Inaugurada em 1997, a loja é um marco arquitetônico no bairro e na cidade, em que o prédio “conversa” com a praça em frente através de uma generosa fachada de vidro, num feliz projeto dos arquitetos Paulo Bruna e Roberto Cerqueira Cesar.
O plano da antiga Editora Ática era ambicioso: o Ática Shopping Cultural teria todos os livros em catálogo no Brasil, e de fato foi lançado com incríveis 105 mil títulos. O atendimento era feito por pessoas que realmente gostavam de livros – estudantes de letras, amantes de romances, novelas, contos, ficção e até auto-ajuda. A loja virou um ponto de encontro e eventos rapidamente.
O melhor do novo projeto, porém, era a relação com a praça. A livraria, inundada de luz e de frente para as árvores, praticamente refundou a praça dos Omaguás e transformou-se num ponto turístico e num pequeno oásis na paisagem.
Mesmo assim, a dinâmica dos negócios editoriais revelou-se implacável. A Editora Ática nunca se recuperou do investimento e foi vendida para o grupo Abril e para a Vivendi. A loja foi comprada pela FNAC em 1998, que diminuiu gradativamente o espaço dos livros e Cd´s para vender equipamentos eletrônicos. Vinte anos depois, insatisfeito com os resultados, o grupo francês decidiu sair do Brasil e vendeu, aparentemente com enormes subsídios, as lojas para a Cultura. A livraria Cultura, assim como outras livrarias no Brasil – e no mundo – também dá sinais de estresse financeiro, atrasando pagamento de fornecedores e ontem confirmou o fechamento da loja.Mais do que uma saga de um segmento empresarial, as dificuldades do mercado editorial e das livrarias apresentam uma faceta crucial para a vitalidade da cidade: as lojas são pólos de atração de pessoas, de encontro, de convivência e de criação de espaço público.

TAREFA CURTA 1 =>
Quais linhas dos registros abaixo contêm a palavra "flower"? Identifique-as e copie cada uma.

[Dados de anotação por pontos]
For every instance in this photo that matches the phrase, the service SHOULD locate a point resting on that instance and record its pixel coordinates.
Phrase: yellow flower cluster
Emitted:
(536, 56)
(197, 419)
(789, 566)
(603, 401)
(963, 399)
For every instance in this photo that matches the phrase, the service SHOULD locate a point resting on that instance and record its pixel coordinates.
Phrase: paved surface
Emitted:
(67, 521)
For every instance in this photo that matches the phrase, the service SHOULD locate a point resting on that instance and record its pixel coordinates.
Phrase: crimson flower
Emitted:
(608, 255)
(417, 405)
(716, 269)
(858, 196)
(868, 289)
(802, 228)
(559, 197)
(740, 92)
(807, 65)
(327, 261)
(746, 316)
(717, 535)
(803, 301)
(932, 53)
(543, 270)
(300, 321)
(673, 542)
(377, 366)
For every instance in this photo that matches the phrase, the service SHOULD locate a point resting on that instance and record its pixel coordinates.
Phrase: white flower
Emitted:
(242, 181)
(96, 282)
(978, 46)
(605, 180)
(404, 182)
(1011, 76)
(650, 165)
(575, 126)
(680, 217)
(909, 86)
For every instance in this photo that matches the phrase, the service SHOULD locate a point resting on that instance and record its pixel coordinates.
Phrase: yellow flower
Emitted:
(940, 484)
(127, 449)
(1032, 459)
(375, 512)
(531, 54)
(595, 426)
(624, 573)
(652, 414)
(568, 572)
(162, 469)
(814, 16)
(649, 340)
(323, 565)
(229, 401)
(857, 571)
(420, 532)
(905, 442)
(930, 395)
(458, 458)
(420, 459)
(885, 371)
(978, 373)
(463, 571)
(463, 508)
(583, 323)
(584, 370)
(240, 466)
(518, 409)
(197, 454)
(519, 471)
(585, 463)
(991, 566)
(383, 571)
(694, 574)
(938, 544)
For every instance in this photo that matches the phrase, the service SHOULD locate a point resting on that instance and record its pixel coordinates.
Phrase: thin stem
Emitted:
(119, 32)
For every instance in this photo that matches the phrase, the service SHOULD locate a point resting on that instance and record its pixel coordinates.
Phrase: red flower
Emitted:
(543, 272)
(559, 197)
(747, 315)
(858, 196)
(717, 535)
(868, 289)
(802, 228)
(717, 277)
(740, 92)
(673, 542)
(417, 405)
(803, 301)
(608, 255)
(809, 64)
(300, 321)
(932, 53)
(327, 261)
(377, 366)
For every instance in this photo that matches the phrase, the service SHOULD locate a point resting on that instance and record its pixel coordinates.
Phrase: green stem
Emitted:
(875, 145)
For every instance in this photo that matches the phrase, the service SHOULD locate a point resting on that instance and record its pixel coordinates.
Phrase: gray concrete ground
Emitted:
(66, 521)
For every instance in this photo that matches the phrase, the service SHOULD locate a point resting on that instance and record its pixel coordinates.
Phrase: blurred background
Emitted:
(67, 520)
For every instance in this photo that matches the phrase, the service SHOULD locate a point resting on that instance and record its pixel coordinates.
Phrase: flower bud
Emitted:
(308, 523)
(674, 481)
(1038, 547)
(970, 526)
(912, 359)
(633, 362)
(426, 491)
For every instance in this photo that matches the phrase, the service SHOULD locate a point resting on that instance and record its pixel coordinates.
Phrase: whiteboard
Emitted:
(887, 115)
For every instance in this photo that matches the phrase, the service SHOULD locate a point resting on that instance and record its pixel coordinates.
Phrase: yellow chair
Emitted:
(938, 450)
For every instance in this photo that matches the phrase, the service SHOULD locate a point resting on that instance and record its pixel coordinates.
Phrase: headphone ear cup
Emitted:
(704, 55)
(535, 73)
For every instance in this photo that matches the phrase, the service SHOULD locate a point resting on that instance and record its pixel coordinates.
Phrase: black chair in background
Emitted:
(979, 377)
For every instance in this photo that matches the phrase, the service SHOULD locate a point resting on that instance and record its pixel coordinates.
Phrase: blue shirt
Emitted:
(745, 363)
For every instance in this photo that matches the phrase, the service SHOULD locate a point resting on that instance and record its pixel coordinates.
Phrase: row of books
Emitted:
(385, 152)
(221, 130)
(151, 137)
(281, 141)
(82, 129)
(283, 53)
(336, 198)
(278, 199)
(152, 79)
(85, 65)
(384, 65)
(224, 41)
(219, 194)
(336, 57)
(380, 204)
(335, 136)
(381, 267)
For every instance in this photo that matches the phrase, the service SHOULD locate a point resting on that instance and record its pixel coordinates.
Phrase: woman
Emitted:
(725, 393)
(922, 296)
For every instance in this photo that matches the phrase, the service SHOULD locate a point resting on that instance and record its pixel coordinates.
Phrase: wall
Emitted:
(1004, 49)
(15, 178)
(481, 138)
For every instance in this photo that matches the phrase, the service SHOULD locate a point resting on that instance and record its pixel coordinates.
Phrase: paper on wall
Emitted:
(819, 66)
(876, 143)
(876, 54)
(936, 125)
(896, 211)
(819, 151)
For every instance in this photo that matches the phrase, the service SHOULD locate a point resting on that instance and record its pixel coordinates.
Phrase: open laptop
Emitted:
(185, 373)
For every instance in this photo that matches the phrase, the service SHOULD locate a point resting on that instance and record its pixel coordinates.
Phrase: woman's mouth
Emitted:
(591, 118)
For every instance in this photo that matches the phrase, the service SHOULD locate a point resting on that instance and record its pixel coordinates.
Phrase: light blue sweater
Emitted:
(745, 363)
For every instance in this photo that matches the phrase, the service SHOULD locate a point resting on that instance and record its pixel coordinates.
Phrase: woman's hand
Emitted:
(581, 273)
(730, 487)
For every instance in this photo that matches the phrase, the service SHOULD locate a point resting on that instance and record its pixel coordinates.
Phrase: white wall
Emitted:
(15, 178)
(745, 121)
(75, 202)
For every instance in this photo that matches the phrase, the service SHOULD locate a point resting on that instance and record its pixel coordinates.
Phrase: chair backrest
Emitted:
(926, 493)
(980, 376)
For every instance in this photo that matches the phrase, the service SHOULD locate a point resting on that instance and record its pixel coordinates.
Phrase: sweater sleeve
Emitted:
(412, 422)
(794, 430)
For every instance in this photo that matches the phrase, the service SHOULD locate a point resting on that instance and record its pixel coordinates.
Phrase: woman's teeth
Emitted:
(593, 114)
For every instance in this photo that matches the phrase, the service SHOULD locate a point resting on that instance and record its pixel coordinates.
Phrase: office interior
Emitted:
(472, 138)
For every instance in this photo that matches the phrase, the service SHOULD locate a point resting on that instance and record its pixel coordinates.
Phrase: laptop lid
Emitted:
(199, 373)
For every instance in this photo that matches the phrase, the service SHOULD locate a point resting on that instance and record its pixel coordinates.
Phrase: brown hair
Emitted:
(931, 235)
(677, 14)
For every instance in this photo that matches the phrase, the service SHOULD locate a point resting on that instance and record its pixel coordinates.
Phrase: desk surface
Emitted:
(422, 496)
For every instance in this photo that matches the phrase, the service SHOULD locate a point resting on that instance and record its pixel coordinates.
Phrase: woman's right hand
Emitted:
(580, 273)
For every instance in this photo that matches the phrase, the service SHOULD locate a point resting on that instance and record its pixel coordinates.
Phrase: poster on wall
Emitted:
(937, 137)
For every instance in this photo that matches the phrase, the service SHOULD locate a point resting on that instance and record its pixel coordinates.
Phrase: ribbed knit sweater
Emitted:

TAREFA CURTA 2 =>
Segundo o texto sobre a livraria da praça dos Omaguás, em que ano a FNAC comprou a loja?

RESPOSTA ESCRITA 1 =>
Phrase: yellow flower cluster
Phrase: crimson flower
Phrase: white flower
Phrase: yellow flower
Phrase: red flower
Phrase: flower bud

RESPOSTA ESCRITA 2 =>
Em 1998.